PROBLEM DETAILS >> In full and without edits, write out the data that follows.

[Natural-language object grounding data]
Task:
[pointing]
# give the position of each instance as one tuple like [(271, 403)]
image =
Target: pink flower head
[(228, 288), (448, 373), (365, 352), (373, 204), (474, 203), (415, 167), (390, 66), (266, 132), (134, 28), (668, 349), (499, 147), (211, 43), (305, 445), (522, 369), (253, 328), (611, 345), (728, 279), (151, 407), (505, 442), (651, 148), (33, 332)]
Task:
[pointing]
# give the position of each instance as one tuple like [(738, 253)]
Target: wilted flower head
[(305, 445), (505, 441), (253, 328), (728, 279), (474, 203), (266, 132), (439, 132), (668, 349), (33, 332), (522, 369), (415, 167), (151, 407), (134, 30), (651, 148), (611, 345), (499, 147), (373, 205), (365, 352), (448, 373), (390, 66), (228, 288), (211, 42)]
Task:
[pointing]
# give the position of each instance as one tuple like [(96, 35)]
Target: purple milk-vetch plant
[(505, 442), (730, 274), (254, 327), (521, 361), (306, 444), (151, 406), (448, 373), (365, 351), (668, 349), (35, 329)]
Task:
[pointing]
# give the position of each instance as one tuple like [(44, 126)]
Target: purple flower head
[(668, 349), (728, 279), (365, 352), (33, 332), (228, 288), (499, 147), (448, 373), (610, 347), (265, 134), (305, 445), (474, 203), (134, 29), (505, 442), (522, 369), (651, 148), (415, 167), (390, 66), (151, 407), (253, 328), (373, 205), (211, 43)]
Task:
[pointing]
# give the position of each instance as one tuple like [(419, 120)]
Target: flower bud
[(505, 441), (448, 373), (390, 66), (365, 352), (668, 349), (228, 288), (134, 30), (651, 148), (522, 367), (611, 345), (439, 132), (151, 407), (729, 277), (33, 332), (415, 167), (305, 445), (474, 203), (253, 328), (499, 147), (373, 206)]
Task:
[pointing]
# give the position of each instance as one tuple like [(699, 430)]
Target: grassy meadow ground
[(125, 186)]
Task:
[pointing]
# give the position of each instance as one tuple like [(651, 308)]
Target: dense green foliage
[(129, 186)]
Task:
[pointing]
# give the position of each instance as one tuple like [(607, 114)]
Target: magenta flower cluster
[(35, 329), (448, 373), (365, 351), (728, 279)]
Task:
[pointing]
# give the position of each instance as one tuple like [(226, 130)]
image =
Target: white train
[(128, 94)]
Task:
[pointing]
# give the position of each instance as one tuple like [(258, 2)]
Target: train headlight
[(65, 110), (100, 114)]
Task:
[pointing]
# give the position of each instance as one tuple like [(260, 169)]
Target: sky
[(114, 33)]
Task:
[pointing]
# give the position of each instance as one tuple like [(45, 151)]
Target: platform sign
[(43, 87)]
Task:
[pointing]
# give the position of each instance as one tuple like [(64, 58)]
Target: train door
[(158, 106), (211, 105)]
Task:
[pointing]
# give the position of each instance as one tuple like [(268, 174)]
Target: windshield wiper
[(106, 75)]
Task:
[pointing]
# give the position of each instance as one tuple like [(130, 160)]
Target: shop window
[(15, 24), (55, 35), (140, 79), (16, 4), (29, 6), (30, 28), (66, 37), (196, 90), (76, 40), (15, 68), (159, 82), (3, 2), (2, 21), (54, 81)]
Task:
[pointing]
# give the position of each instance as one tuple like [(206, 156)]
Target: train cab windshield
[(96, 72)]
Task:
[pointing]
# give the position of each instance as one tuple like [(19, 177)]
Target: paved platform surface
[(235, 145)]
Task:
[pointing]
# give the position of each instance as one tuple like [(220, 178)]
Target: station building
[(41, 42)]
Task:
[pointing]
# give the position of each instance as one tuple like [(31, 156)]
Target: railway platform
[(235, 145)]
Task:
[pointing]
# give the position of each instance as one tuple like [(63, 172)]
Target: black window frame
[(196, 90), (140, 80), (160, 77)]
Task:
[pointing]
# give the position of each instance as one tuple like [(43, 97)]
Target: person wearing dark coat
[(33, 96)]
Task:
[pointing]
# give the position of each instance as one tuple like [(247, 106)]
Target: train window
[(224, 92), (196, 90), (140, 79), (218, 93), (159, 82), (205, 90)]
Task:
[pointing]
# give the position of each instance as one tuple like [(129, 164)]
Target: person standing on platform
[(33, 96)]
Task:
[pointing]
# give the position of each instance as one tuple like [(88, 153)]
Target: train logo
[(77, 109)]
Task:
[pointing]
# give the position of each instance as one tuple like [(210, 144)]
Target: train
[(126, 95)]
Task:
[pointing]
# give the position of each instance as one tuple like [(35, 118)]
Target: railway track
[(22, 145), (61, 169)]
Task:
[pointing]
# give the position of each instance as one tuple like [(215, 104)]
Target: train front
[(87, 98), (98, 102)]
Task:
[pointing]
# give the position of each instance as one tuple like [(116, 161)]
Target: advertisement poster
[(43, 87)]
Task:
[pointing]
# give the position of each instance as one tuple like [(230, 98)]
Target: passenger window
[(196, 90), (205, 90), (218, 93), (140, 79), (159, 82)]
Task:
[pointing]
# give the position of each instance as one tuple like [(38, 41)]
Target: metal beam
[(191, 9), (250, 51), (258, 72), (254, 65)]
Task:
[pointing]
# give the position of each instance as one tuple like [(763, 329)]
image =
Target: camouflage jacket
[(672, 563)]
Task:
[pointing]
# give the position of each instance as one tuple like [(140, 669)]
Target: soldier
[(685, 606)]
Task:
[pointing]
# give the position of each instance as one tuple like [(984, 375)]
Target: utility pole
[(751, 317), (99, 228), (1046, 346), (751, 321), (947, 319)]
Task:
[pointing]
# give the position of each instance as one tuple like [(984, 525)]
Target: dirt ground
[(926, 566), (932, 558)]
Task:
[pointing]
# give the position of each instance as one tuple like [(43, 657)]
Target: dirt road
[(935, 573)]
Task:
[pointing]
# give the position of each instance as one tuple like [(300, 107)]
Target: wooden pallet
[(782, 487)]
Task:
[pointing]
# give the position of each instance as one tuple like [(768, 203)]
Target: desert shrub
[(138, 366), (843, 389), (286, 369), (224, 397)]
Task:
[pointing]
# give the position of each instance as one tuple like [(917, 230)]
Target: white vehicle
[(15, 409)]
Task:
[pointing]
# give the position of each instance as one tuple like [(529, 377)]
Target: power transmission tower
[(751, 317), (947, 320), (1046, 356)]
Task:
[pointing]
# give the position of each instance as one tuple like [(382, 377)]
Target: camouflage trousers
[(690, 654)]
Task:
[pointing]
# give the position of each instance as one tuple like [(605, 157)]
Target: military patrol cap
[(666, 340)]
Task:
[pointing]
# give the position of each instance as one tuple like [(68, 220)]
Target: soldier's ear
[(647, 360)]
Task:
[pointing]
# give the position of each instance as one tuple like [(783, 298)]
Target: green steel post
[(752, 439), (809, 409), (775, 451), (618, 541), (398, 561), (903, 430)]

FINISHED TASK >>
Task:
[pointing]
# give the position of each instance as one tuple like [(271, 403)]
image =
Target: pink flower head
[(228, 288), (448, 373), (365, 352), (373, 204), (474, 203), (415, 167), (390, 66), (266, 132), (134, 28), (668, 349), (499, 147), (211, 43), (305, 445), (522, 369), (253, 328), (611, 345), (728, 279), (151, 407), (505, 442), (651, 148), (33, 332)]
Task:
[pointing]
# give the position of each instance as one tuple like [(738, 253)]
Target: wilted flower head
[(305, 445), (505, 441), (253, 328), (728, 279), (474, 203), (266, 132), (439, 132), (668, 349), (33, 332), (522, 369), (415, 167), (151, 407), (134, 30), (651, 148), (611, 345), (499, 147), (373, 205), (365, 352), (448, 373), (390, 66), (228, 288), (211, 42)]
Task:
[pointing]
# give the position of each instance as one tuple like [(96, 35)]
Target: purple milk-vetch plant
[(505, 442), (730, 274), (254, 327), (521, 361), (306, 444), (151, 406), (448, 373), (365, 351), (668, 349), (35, 329)]
Task:
[pointing]
# give the position of each instance as one tuple like [(44, 126)]
Target: purple flower head
[(668, 349), (728, 279), (365, 352), (33, 332), (228, 288), (499, 147), (448, 373), (610, 347), (265, 134), (305, 445), (474, 203), (134, 29), (505, 442), (522, 369), (651, 148), (415, 167), (390, 66), (151, 407), (253, 328), (373, 205), (211, 43)]
Task:
[pointing]
# give the position of each instance as one tuple like [(419, 120)]
Target: flower bud
[(505, 441), (448, 373), (390, 66), (365, 352), (668, 349), (228, 288), (134, 30), (651, 148), (522, 367), (611, 345), (439, 132), (151, 407), (729, 277), (33, 332), (415, 167), (305, 445), (474, 203), (253, 328), (499, 147), (373, 206)]
Task:
[pointing]
# give the position of each instance as one tuple like [(699, 430)]
Target: grassy meadow ground
[(125, 186)]
Task:
[pointing]
# give the position of each instance as one tuple like [(651, 308)]
Target: dense green foliage
[(129, 186)]
Task:
[pointing]
# give the position of each instance as one tuple like [(607, 114)]
Target: magenta flower cluster
[(35, 329), (448, 373), (365, 351), (728, 279)]
Task:
[pointing]
# give the position of each instance as one tuple like [(226, 130)]
image =
Target: white train
[(128, 94)]
Task:
[pointing]
# give the position of each instance as one tuple like [(258, 2)]
Target: train headlight
[(65, 110), (100, 114)]
Task:
[pointing]
# give the position of each instance as one tuple like [(260, 169)]
Target: sky
[(114, 33)]
Task:
[pointing]
# give the position of each instance as one tuple like [(45, 151)]
Target: platform sign
[(43, 87)]
Task:
[pointing]
# give the position of each instance as one tuple like [(64, 58)]
Target: train door
[(158, 106), (211, 105)]
Task:
[pointing]
# give the position of each instance as one tuple like [(268, 174)]
Target: windshield wiper
[(106, 75)]
Task:
[pointing]
# give the position of each instance as one tuple like [(130, 160)]
Target: shop window
[(15, 24), (55, 35), (140, 79), (16, 4), (29, 6), (30, 28), (66, 37), (196, 90), (76, 40), (15, 68), (159, 82), (3, 2), (2, 21), (54, 81)]
Task:
[pointing]
# give the position of each instance as one tuple like [(206, 156)]
Target: train cab windshield
[(96, 72)]
Task:
[pointing]
# give the position of each instance as one tuple like [(19, 177)]
Target: paved platform surface
[(235, 145)]
Task:
[pointing]
# give the position of each instance as one tuple like [(220, 178)]
Target: station building
[(41, 42)]
Task:
[pointing]
# give the position of each instance as one tuple like [(31, 156)]
Target: railway platform
[(235, 145)]
Task:
[pointing]
# give the position of each instance as one tuple like [(63, 172)]
Target: black window frame
[(196, 90), (140, 80), (160, 77)]
Task:
[pointing]
# give the position of each instance as one tuple like [(43, 97)]
Target: person wearing dark coat
[(33, 96)]
Task:
[pointing]
# give the position of each instance as one tuple like [(247, 106)]
Target: train window
[(224, 92), (196, 90), (140, 79), (218, 93), (159, 82), (205, 90)]
Task:
[pointing]
# give the position of each instance as one tuple like [(129, 164)]
Target: person standing on platform
[(33, 96)]
Task:
[pointing]
# give the position of each instance as one tuple like [(88, 153)]
Target: train logo
[(77, 109)]
Task:
[pointing]
# give the position of each instance as one tuple like [(210, 144)]
Target: train
[(126, 95)]
Task:
[pointing]
# give the position of each instance as one tuple like [(35, 118)]
Target: railway track
[(22, 145), (61, 169)]
Task:
[pointing]
# give the position of each instance as one tuple like [(215, 104)]
Target: train front
[(87, 98), (98, 102)]
Task:
[pointing]
# give the position of each instance as one tuple like [(116, 161)]
Target: advertisement poster
[(43, 87)]
Task:
[pointing]
# give the position of each instance as one tuple like [(230, 98)]
Target: passenger window
[(196, 90), (205, 90), (218, 93), (140, 79), (159, 82)]
Task:
[pointing]
# give the position of each instance as one tuple like [(38, 41)]
Target: metal beam
[(191, 9), (250, 51), (258, 72), (254, 65)]
Task:
[pointing]
# give the position of each instance as one tuple like [(763, 329)]
image =
Target: camouflage jacket
[(672, 563)]
Task:
[pointing]
# give the position of each instance as one tuple like [(140, 669)]
Target: soldier
[(685, 606)]
Task:
[pointing]
# give the position of each instance as one tuple like [(984, 375)]
Target: utility pole
[(751, 317), (99, 228), (1046, 346), (751, 321), (947, 319)]
Task:
[pointing]
# give the position of each instance as one tuple like [(984, 525)]
Target: dirt ground
[(926, 566), (932, 558)]
Task:
[pointing]
# give the position of each instance as one tuple like [(43, 657)]
Target: dirt road
[(935, 573)]
Task:
[pointing]
# give the position of each instance as one tuple like [(300, 107)]
Target: wooden pallet
[(782, 487)]
Task:
[pointing]
# give the position of each instance as one tuple like [(768, 203)]
Target: desert shrub
[(138, 366), (843, 389), (286, 369), (224, 397)]
Task:
[pointing]
# give the position of each instance as one tuple like [(917, 230)]
Target: white vehicle
[(15, 409)]
Task:
[pointing]
# give the position of each instance as one tuple like [(529, 377)]
Target: power transmission tower
[(751, 317), (947, 320), (1046, 356)]
Task:
[pointing]
# give the position of each instance as one tuple like [(382, 377)]
Target: camouflage trousers
[(690, 654)]
Task:
[pointing]
# give the position of each instance as one tuple like [(605, 157)]
Target: military patrol cap
[(666, 340)]
Task:
[pointing]
# give the position of each instance as one tuple like [(68, 220)]
Target: soldier's ear
[(647, 360)]
Task:
[pointing]
# give the position of each instance as one tuple like [(783, 298)]
Target: green steel post
[(752, 439), (809, 409), (775, 451), (618, 541), (398, 561), (903, 430)]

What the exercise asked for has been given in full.